## TASK ITEM
Only one stretch of the records below is wanted: the lines from the one holding "Query: truck front bumper" through the one holding "of the power". Return it exactly, both ends included.

[Image-grounded pointing data]
[Start of Attachment]

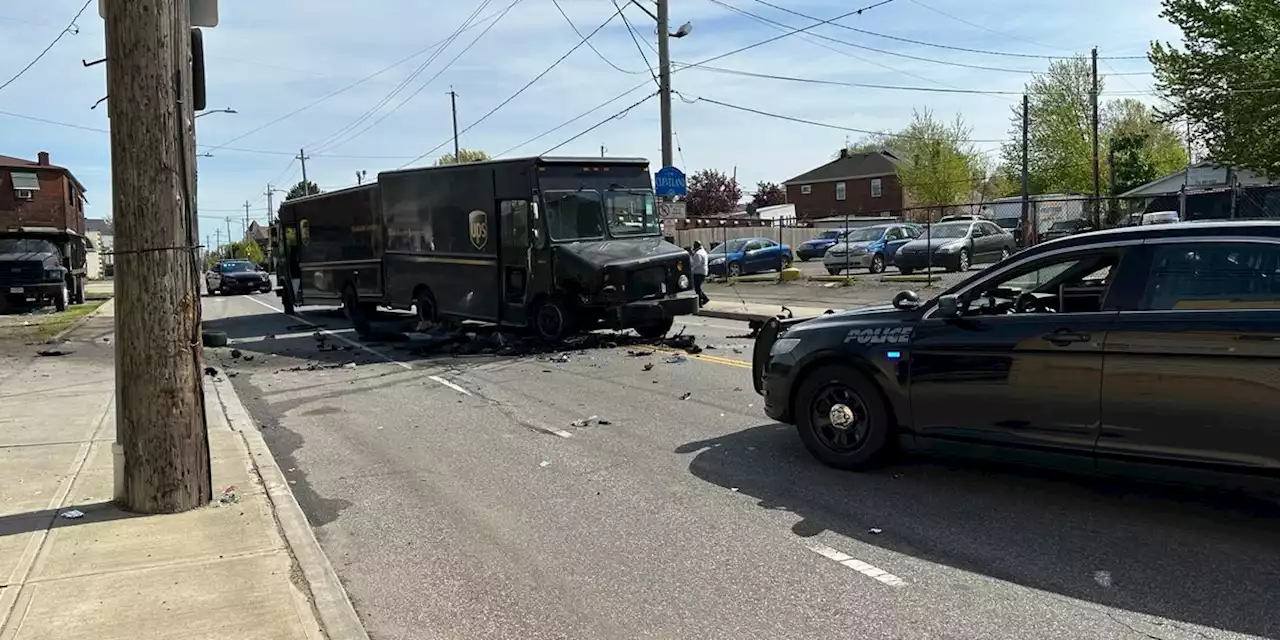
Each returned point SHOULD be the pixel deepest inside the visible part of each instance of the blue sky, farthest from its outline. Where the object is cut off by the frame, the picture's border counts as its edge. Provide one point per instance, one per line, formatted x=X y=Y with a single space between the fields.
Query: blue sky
x=268 y=59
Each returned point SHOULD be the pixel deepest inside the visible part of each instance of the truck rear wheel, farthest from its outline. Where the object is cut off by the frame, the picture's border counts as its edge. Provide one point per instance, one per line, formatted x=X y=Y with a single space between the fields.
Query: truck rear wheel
x=553 y=320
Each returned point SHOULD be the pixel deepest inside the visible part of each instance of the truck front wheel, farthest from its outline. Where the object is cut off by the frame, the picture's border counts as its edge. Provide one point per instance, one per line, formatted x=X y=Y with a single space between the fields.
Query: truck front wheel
x=553 y=320
x=656 y=329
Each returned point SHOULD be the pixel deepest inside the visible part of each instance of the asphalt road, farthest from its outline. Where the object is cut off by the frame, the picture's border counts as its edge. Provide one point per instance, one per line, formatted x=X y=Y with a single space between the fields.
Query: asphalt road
x=457 y=498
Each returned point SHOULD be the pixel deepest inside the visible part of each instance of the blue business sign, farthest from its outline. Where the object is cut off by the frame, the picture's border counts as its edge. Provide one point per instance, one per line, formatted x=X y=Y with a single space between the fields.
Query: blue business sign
x=670 y=182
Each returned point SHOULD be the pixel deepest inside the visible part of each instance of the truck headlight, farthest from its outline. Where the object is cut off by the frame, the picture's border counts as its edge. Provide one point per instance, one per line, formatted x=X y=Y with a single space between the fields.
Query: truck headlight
x=784 y=346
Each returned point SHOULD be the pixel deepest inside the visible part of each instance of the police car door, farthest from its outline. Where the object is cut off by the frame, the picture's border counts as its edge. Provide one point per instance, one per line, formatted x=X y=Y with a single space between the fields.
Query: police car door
x=1027 y=379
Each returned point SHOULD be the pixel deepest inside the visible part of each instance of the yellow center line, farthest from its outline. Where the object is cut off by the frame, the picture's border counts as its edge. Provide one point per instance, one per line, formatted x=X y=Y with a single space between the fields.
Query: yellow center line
x=717 y=360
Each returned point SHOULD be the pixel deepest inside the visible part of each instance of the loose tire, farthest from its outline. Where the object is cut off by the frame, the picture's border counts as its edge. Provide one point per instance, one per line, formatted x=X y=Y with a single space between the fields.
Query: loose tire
x=657 y=329
x=842 y=417
x=353 y=310
x=553 y=320
x=877 y=264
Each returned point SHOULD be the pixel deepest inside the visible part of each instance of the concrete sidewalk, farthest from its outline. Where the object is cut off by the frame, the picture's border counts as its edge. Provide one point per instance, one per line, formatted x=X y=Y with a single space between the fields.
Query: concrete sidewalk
x=245 y=567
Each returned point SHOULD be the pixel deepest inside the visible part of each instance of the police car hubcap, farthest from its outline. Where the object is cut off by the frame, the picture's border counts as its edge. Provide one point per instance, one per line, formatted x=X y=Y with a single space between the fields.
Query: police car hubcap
x=841 y=416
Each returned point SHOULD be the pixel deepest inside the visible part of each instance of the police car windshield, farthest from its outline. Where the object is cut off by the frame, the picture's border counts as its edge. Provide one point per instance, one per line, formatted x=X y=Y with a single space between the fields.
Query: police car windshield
x=575 y=214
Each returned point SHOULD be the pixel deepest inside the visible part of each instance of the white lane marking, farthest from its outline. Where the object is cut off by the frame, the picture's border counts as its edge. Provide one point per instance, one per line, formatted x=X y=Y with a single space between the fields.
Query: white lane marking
x=449 y=384
x=283 y=336
x=856 y=565
x=353 y=343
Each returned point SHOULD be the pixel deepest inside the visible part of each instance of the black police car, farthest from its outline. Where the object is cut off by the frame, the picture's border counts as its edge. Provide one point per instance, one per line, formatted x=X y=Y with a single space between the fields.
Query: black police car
x=1148 y=348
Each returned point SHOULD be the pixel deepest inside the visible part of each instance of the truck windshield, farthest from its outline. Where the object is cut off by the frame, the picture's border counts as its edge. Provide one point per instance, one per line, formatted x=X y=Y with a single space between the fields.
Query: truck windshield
x=575 y=215
x=630 y=213
x=27 y=246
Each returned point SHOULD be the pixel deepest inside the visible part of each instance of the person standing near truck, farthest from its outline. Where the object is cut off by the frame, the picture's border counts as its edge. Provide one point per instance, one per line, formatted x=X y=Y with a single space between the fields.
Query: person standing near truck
x=699 y=270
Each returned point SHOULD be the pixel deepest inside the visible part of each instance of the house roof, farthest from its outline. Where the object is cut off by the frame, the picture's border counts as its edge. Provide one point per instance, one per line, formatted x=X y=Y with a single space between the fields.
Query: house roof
x=17 y=163
x=94 y=224
x=851 y=165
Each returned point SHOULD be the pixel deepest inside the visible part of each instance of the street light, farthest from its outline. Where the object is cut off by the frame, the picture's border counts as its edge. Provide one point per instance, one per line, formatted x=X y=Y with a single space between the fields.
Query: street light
x=228 y=110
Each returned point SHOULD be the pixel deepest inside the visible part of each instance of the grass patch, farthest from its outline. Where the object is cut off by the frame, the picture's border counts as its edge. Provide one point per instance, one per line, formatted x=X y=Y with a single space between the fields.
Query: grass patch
x=53 y=324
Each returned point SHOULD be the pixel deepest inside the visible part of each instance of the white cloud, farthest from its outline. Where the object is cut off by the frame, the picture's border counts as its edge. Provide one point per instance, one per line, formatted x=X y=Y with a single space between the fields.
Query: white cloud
x=266 y=59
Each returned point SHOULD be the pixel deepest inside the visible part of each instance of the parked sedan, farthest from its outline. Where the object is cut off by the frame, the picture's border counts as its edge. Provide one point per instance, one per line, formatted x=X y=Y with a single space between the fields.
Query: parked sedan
x=1147 y=350
x=741 y=256
x=817 y=247
x=237 y=277
x=956 y=246
x=872 y=247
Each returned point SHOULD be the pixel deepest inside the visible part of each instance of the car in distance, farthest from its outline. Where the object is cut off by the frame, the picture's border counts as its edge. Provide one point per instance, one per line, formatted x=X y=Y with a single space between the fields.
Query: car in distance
x=741 y=256
x=1138 y=351
x=817 y=247
x=237 y=277
x=872 y=247
x=956 y=246
x=1064 y=228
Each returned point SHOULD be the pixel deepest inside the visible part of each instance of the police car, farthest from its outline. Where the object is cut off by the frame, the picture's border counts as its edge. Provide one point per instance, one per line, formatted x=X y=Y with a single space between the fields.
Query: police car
x=1148 y=348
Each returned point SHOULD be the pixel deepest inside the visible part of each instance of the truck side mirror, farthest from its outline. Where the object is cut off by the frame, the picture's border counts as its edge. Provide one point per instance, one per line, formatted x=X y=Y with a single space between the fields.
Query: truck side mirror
x=949 y=306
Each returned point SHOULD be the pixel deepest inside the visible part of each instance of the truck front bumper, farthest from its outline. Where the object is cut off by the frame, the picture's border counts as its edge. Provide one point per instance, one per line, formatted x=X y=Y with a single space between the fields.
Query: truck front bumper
x=652 y=311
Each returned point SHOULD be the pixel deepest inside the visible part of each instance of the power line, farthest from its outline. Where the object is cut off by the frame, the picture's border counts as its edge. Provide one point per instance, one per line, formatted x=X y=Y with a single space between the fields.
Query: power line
x=885 y=51
x=67 y=30
x=951 y=48
x=521 y=90
x=417 y=71
x=814 y=123
x=576 y=118
x=859 y=85
x=597 y=51
x=602 y=123
x=433 y=78
x=353 y=85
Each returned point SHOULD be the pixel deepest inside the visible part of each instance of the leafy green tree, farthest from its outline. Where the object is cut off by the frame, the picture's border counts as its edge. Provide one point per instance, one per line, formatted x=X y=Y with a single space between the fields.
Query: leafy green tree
x=768 y=193
x=465 y=155
x=1225 y=78
x=1060 y=144
x=302 y=188
x=712 y=192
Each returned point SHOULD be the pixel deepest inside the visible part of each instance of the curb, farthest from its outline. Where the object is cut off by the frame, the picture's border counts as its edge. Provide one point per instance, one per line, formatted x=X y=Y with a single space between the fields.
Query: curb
x=338 y=617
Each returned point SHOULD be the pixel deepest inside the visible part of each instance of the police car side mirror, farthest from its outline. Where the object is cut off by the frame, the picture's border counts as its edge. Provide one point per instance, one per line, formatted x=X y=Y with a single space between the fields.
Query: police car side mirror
x=949 y=306
x=906 y=301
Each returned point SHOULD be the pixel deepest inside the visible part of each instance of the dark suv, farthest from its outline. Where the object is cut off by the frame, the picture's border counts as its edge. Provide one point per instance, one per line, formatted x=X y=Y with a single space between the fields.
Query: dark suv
x=1148 y=348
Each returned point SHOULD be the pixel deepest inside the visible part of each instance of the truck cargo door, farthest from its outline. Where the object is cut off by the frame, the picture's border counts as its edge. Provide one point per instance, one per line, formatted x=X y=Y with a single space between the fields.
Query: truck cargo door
x=515 y=259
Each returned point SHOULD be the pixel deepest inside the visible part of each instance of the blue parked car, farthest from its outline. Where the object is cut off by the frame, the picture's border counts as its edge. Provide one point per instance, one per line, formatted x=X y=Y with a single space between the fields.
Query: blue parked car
x=872 y=247
x=741 y=256
x=818 y=246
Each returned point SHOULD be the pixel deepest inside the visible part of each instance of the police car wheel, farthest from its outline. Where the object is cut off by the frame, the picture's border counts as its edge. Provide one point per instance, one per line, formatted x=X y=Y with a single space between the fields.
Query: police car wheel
x=841 y=417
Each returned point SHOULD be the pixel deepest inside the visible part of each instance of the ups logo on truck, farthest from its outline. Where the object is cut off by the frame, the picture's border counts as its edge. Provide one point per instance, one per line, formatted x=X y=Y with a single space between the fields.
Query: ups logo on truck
x=479 y=225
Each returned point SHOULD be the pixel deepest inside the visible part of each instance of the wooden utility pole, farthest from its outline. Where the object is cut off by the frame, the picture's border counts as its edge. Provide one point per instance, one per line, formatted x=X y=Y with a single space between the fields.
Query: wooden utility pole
x=160 y=408
x=453 y=104
x=1028 y=224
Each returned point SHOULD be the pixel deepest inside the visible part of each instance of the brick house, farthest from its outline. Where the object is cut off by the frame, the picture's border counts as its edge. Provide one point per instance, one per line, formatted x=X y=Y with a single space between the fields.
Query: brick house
x=862 y=184
x=39 y=193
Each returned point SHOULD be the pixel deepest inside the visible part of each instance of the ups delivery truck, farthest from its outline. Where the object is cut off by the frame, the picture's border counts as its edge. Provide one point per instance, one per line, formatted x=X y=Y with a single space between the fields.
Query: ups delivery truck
x=554 y=245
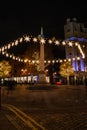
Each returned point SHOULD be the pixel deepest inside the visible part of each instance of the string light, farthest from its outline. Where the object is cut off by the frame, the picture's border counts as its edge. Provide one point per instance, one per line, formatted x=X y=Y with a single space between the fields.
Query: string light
x=27 y=38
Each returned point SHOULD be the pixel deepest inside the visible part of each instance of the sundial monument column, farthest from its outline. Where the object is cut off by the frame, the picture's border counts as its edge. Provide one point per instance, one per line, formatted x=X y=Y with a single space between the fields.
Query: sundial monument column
x=42 y=77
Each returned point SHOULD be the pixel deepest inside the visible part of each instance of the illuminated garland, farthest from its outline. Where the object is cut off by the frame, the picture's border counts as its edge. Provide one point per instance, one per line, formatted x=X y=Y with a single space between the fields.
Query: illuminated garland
x=27 y=38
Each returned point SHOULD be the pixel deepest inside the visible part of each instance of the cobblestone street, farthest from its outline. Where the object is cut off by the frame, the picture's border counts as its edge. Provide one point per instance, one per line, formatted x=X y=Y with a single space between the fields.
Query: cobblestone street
x=60 y=108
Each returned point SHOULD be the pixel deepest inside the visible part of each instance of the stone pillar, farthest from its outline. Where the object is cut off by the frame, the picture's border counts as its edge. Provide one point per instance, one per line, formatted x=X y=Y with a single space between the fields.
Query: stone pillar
x=42 y=78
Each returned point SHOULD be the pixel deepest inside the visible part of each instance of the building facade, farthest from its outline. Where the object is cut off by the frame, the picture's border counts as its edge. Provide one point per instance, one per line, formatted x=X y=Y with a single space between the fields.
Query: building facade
x=76 y=32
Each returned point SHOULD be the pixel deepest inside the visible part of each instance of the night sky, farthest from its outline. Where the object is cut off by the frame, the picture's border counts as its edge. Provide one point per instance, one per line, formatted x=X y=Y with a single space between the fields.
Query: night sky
x=17 y=19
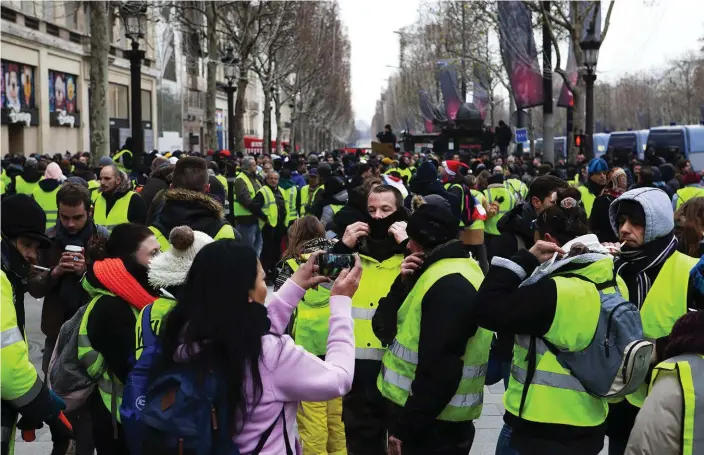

[End of Attachment]

## REPLY
Query: truck front bumper
x=652 y=311
Each returned point SHOULD be the pixel deepest inside the visible part of each instance of the power line, farthest from its outline. Where the object is cut off by the frame, the picture's border counts as its edge. Provide one point per instance, one per line, formatted x=X y=Y with a single space between the fields.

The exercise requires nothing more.